Questions to answer —
• 1. Answer these questions using the carbon monoxide article:
(a) In which town is the family staying with relatives?
(b) To which hospital was the family taken?
(c) What was Mrs Patel doing when she began to feel dizzy?
• 2. Reproduce the part of the carbon monoxide article between "Council worker Mr" and "repaired and checked.", inclusive.

A FAMILY have spoken of their miracle escape from a carbon monoxide leak at their home.

Yusuf and Yasmin Patel, who are now staying with family in Bolton, collapsed after a faulty boiler pumped the lethal gas through their home in Railway Grove, Little Harwood, Blackburn.

Two of their sons, 15-year-old Muhammad and 14-year-old Anas, passed out.

Brother and sister Ahmed, aged 18, and Fatimah, aged 12, escaped the worst of the fumes and were praised for alerting the emergency services on Saturday afternoon.

Ahmed said Sunday’s Blackburn-Burnley derby had inadvertedly saved his family’s lives.

The Rovers employee and Blackburn College student said: “If we had been playing on the Saturday, I would have left for the stadium at noon, and my family could have been killed.”

Mrs Patel, a teaching assistant, said she was cleaning the oven when she began to feel dizzy, as did Mohammed and Anas.

She said: “I went for a lie down, and the next thing I knew the paramedics were waking me up. We all felt tired and we all went to sleep.”

Council worker Mr Patel added: “I got back from shopping and said I would carry on with the work. I started to feel tired and sat down.

“And that was it. We are very lucky.”

Ahmed, who had been in the front room, said he found his family collapsed on the floor in the dining room, around the same time Fatimah arrived home after playing out.

One firefighter who was among the first to arrive said it was "like Armageddon", with bodies sprawled around the back room.

The family were taken to Royal Blackburn Hospital.

After being discharged, they decided to stay with family in Bolton while their boiler is repaired and checked.

Carbon monoxide is both colourless and odourless and can cause those affected to initially suffer dizziness, nausea and lead to collapse and even death.

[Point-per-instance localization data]

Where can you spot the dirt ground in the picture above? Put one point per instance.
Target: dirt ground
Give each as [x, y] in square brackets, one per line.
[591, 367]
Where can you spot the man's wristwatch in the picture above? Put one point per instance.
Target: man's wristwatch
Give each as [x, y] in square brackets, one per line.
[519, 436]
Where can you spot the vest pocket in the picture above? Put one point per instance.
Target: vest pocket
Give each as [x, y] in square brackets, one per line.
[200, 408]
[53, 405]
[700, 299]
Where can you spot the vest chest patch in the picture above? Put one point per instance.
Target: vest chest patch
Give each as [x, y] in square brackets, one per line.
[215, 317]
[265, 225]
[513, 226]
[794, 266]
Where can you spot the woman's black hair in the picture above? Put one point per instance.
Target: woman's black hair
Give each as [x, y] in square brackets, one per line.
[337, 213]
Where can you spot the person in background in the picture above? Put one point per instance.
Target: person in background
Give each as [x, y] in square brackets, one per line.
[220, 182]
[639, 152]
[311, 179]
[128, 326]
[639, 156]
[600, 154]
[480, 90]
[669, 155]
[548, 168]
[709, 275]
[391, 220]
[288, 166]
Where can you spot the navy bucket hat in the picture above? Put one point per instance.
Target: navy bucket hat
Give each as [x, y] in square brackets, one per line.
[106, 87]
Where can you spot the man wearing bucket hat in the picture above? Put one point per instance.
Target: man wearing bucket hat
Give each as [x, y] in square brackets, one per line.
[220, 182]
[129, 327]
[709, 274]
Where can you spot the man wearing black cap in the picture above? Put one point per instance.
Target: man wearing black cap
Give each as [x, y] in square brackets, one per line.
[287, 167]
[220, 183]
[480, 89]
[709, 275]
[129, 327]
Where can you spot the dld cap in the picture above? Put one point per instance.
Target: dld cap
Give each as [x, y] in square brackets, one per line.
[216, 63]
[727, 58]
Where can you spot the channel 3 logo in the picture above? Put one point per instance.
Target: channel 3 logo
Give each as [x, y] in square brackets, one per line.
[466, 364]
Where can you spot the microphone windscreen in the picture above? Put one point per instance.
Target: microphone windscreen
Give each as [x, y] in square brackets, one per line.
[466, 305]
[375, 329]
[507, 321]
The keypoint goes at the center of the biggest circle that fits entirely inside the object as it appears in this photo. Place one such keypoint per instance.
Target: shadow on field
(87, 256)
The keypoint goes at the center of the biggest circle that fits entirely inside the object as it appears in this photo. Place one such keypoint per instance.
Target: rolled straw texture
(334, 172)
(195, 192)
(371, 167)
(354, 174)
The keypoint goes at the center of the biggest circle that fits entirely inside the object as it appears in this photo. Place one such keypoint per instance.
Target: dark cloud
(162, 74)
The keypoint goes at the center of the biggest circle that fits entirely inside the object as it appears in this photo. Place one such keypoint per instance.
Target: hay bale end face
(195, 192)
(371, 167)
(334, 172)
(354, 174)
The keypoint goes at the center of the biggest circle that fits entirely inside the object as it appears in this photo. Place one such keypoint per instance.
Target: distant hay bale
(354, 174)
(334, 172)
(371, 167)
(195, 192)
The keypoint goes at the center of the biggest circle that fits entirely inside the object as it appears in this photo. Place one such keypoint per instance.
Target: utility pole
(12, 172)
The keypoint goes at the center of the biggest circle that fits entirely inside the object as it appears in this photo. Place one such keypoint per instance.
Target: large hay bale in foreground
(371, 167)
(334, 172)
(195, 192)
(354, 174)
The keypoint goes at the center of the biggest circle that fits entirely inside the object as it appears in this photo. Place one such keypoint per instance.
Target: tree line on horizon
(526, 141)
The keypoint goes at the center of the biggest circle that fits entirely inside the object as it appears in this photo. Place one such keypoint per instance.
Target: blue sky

Answers to the tasks —
• 1.
(a) Bolton
(b) Royal Blackburn Hospital
(c) Cleaning the oven

• 2.
Council worker Mr Patel added: “I got back from shopping and said I would carry on with the work. I started to feel tired and sat down.

“And that was it. We are very lucky.”

Ahmed, who had been in the front room, said he found his family collapsed on the floor in the dining room, around the same time Fatimah arrived home after playing out.

One firefighter who was among the first to arrive said it was "like Armageddon", with bodies sprawled around the back room.

The family were taken to Royal Blackburn Hospital.

After being discharged, they decided to stay with family in Bolton while their boiler is repaired and checked.